[Énoncé de l'exercice] Pouvez-vous recopier la partie des enregistrements qui s'ouvre sur la ligne contenant « the yellow zone » et se termine à la fin des enregistrements, en renommant « orange » en « green » sans rien modifier d'autre ?

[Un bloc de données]
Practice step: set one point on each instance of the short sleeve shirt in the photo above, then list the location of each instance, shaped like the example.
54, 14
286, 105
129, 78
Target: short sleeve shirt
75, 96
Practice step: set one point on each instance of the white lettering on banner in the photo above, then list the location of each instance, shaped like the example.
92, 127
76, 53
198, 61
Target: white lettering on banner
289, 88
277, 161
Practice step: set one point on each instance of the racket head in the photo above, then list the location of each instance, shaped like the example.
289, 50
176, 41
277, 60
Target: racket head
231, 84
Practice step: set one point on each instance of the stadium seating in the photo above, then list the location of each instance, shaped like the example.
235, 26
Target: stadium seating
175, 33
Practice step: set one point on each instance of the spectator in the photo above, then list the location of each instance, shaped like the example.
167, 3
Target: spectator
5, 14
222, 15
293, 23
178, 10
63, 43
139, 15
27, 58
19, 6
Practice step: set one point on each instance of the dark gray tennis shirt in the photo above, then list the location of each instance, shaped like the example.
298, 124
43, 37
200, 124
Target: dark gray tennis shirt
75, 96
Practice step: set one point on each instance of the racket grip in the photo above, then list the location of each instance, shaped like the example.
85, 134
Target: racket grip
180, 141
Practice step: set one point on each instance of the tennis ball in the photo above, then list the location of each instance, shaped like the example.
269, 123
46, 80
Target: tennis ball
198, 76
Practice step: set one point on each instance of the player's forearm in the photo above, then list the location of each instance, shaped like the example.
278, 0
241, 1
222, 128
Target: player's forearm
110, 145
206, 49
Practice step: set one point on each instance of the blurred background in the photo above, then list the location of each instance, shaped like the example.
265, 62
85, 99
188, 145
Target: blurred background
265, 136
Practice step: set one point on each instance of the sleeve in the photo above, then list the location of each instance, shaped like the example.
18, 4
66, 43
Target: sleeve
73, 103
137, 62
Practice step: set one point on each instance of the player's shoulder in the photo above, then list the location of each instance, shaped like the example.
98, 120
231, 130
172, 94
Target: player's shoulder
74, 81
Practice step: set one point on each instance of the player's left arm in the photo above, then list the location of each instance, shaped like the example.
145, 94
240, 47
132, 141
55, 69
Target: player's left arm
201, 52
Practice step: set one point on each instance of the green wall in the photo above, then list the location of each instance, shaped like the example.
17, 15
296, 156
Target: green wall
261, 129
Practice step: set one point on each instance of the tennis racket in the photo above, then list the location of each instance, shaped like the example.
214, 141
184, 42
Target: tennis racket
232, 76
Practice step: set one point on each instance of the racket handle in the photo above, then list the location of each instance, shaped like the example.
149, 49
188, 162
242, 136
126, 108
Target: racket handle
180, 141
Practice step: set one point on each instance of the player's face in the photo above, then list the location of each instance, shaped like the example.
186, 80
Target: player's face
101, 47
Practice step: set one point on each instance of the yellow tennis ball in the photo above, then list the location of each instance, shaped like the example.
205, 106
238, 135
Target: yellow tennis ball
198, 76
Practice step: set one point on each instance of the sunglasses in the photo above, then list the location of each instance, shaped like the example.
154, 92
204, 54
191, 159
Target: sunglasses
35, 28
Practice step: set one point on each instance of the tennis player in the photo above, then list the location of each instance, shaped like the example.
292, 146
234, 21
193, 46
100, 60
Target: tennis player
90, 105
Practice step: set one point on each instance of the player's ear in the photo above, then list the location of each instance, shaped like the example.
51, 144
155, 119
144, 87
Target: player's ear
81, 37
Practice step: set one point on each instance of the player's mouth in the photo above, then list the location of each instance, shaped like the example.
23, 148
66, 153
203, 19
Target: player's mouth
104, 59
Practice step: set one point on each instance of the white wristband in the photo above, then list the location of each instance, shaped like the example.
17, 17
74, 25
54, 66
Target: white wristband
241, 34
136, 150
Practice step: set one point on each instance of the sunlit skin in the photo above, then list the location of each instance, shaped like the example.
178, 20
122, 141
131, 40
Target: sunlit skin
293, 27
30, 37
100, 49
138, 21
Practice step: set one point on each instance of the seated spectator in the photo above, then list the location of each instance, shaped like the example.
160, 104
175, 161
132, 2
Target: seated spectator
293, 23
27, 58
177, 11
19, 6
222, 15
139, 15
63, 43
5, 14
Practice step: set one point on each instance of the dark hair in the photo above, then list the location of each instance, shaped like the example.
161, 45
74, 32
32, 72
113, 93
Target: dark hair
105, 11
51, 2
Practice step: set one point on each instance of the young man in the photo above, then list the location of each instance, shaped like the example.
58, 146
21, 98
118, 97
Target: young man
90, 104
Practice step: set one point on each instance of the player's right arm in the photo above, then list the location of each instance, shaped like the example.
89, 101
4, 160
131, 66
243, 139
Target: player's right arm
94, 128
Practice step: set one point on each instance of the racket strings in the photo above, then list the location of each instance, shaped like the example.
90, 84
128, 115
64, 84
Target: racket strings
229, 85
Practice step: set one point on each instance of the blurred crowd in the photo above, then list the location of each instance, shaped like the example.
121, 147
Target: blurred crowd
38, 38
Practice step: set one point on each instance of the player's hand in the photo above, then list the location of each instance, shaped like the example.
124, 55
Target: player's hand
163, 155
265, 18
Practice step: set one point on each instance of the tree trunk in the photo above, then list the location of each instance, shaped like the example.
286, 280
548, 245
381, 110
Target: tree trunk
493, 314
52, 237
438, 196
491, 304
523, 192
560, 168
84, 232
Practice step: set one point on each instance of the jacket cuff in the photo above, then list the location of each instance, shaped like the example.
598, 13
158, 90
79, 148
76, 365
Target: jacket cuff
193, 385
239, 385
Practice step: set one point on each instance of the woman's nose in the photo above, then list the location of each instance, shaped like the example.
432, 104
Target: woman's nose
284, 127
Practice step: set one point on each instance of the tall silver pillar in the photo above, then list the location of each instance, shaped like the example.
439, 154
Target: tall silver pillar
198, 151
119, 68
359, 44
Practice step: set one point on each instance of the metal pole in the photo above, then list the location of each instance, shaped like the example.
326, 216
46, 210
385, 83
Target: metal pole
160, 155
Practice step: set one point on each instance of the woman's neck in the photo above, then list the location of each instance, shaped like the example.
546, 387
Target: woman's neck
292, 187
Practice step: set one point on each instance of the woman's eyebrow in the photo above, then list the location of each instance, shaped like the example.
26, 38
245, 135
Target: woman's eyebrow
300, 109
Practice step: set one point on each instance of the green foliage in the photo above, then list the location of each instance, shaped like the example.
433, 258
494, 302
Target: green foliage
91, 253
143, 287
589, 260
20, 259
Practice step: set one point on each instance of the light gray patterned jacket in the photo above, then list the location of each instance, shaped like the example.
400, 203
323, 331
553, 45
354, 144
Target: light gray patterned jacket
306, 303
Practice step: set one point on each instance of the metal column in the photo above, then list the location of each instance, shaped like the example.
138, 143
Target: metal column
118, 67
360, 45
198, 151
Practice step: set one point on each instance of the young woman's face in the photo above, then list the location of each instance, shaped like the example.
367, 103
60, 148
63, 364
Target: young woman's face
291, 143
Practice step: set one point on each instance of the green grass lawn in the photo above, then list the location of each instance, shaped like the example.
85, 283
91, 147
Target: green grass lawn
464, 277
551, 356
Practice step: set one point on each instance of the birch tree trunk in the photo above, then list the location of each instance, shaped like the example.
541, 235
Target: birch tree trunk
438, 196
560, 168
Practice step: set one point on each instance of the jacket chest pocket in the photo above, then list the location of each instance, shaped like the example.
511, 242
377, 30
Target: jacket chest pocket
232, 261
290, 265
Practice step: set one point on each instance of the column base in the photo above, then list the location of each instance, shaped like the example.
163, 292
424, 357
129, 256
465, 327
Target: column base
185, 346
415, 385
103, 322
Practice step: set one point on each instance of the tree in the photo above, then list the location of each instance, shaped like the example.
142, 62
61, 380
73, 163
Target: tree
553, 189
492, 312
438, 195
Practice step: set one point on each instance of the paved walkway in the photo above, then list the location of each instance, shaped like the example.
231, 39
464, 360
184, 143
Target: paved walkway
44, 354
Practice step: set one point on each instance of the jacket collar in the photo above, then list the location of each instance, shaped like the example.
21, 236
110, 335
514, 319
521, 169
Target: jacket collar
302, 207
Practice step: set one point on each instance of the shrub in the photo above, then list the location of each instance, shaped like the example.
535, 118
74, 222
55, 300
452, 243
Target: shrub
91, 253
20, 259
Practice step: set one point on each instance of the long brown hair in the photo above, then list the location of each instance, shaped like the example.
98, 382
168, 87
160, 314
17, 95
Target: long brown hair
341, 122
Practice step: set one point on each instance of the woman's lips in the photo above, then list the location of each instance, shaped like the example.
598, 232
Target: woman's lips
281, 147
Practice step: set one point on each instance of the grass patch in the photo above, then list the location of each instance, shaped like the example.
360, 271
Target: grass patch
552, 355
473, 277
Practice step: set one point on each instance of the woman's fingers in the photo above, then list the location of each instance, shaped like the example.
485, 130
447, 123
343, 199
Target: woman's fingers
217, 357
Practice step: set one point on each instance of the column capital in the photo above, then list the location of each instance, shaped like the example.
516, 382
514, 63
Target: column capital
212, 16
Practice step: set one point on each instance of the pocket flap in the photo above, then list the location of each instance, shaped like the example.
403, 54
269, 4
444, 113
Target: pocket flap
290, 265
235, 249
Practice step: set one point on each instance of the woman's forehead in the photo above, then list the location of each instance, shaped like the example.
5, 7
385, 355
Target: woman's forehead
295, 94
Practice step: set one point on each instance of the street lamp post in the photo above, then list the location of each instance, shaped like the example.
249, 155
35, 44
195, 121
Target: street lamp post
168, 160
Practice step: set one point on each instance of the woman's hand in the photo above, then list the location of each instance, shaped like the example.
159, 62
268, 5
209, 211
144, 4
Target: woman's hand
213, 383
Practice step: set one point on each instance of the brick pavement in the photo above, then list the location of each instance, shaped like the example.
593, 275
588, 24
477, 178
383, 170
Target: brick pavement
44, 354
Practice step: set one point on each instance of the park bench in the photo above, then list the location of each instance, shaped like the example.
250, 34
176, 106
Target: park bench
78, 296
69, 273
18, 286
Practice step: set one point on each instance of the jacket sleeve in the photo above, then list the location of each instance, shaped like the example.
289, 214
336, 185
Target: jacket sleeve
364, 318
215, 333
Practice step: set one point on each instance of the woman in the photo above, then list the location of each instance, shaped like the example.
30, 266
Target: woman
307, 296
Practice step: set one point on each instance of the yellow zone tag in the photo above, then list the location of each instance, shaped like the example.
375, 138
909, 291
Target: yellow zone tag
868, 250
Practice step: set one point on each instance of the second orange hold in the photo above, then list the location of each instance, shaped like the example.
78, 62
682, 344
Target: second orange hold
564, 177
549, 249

[Réponse rédigée]
Practice step: set one point on each instance of the yellow zone tag in the photo above, then list the location of each instance, shaped like the example.
375, 138
909, 291
Target: yellow zone tag
868, 250
Practice step: set one point on each instance of the second green hold in the photo above, then list the location of each instance, shaped like the example.
78, 62
682, 344
Target: second green hold
564, 177
549, 249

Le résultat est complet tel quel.